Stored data
__________

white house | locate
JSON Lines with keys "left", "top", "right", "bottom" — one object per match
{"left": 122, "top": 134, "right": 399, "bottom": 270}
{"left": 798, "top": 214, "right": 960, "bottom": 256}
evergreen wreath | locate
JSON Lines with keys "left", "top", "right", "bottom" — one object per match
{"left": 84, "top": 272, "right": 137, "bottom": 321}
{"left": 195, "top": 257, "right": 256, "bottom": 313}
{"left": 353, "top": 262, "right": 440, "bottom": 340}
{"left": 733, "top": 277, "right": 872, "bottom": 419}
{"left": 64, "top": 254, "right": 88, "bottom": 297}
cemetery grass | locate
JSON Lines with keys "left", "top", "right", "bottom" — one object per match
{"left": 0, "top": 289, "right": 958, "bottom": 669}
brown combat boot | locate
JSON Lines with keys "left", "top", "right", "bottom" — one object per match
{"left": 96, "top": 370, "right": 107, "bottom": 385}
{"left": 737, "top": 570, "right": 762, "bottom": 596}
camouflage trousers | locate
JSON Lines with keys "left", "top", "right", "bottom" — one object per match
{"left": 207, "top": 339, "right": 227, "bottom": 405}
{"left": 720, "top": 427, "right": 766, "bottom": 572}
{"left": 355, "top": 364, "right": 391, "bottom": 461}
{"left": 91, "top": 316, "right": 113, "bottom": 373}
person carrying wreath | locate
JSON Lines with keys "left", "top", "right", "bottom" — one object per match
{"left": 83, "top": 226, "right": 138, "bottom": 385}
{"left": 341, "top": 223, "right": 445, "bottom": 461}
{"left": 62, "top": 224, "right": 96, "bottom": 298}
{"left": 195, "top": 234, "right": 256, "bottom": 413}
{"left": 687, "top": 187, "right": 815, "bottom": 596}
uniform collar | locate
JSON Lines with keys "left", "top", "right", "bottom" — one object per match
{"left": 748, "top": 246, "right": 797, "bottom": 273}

__________

> [WHAT NEEDS TO BE DONE]: Which lines in the records contain the word "locate"? Copy each one.

> [ANSWER FOR THIS EXERCISE]:
white house | locate
evergreen wreath | locate
cemetery grass | locate
brown combat boot | locate
camouflage trousers | locate
person carrying wreath | locate
uniform collar | locate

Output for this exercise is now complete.